- Task brief: Rewrite every line of the material from the line that has "In this exercise you will label the rear" through the line that has "(387, 1004)", both included. Multiply each coordinate by 1.9 and round to a whole number, with halves rounded up, and copy all other text in those lines unchanged.
[start]
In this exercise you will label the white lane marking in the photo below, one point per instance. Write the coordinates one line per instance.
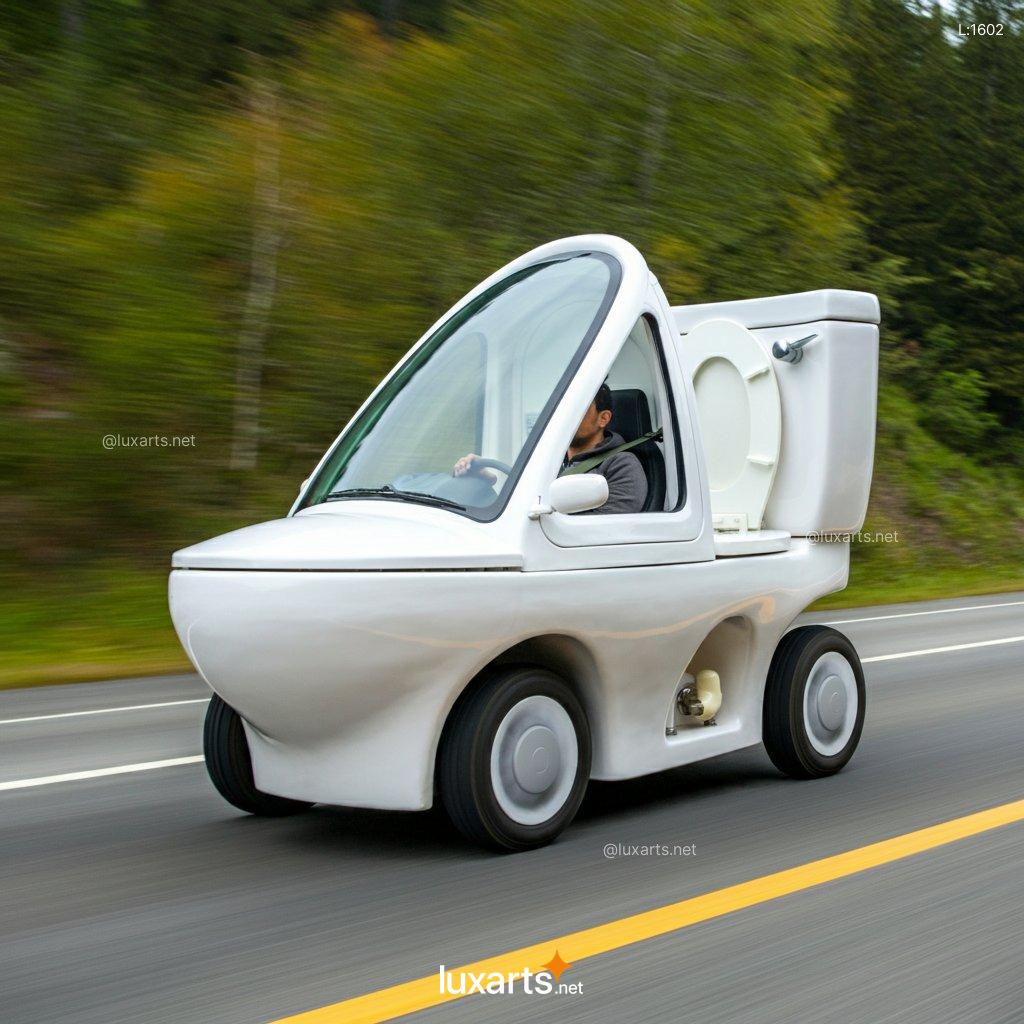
(942, 650)
(100, 711)
(931, 611)
(76, 776)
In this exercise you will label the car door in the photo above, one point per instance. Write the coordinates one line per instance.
(649, 391)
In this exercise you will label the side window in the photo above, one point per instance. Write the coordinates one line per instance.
(642, 404)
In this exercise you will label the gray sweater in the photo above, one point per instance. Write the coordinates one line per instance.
(627, 480)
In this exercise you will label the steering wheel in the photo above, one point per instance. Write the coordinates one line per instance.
(503, 467)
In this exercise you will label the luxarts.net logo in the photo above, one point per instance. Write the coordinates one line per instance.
(546, 981)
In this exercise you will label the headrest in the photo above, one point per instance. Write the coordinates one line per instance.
(630, 414)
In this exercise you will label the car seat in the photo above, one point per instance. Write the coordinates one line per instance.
(631, 419)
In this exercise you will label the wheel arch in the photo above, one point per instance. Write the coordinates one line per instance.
(565, 655)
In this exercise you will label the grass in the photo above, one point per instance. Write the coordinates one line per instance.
(113, 623)
(101, 623)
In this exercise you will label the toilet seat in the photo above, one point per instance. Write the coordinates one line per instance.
(740, 419)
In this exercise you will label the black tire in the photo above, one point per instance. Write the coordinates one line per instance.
(230, 767)
(464, 760)
(784, 729)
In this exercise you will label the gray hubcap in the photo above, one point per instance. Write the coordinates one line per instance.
(830, 704)
(534, 760)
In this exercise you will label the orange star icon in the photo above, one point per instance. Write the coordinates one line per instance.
(556, 966)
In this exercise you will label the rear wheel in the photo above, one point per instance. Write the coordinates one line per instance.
(814, 702)
(515, 760)
(230, 767)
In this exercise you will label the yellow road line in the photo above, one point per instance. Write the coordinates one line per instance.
(387, 1004)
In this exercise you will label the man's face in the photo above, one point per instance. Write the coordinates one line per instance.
(592, 425)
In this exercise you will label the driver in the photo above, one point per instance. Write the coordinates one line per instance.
(627, 481)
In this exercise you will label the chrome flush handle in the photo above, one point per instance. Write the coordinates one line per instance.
(791, 351)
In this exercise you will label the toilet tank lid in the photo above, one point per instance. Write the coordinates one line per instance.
(784, 310)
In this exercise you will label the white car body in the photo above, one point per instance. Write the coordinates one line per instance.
(344, 633)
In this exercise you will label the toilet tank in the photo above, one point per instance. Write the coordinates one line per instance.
(828, 400)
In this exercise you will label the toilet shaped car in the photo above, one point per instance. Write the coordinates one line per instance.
(494, 640)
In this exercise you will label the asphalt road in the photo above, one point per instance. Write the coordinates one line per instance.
(143, 897)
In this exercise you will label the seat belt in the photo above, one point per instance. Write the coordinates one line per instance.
(595, 460)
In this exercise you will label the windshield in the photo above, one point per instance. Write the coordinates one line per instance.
(483, 383)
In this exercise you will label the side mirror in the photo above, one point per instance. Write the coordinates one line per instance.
(579, 493)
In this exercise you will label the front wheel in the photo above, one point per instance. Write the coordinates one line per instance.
(814, 702)
(515, 760)
(230, 767)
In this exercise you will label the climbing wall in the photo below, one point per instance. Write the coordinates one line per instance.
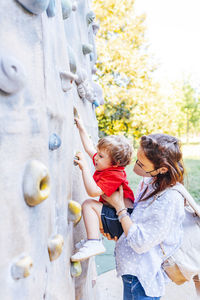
(47, 58)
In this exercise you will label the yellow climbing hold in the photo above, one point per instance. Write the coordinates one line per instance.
(21, 269)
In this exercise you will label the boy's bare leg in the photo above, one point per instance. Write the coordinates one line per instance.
(92, 217)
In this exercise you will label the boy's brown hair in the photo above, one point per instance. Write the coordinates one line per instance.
(118, 148)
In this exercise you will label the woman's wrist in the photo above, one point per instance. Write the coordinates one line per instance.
(121, 210)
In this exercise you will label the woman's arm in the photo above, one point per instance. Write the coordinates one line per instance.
(155, 223)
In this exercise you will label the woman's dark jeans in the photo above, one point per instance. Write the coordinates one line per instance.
(133, 290)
[end]
- The completed task:
In this exercise you will label the rear wheel in the photo above, one point per instance. Write the coordinates one line per instance.
(1547, 1334)
(979, 1444)
(437, 1457)
In this exercise you will label the yellow road line in the photo above, one point per instance. Write the coordinates one line per instance.
(735, 1908)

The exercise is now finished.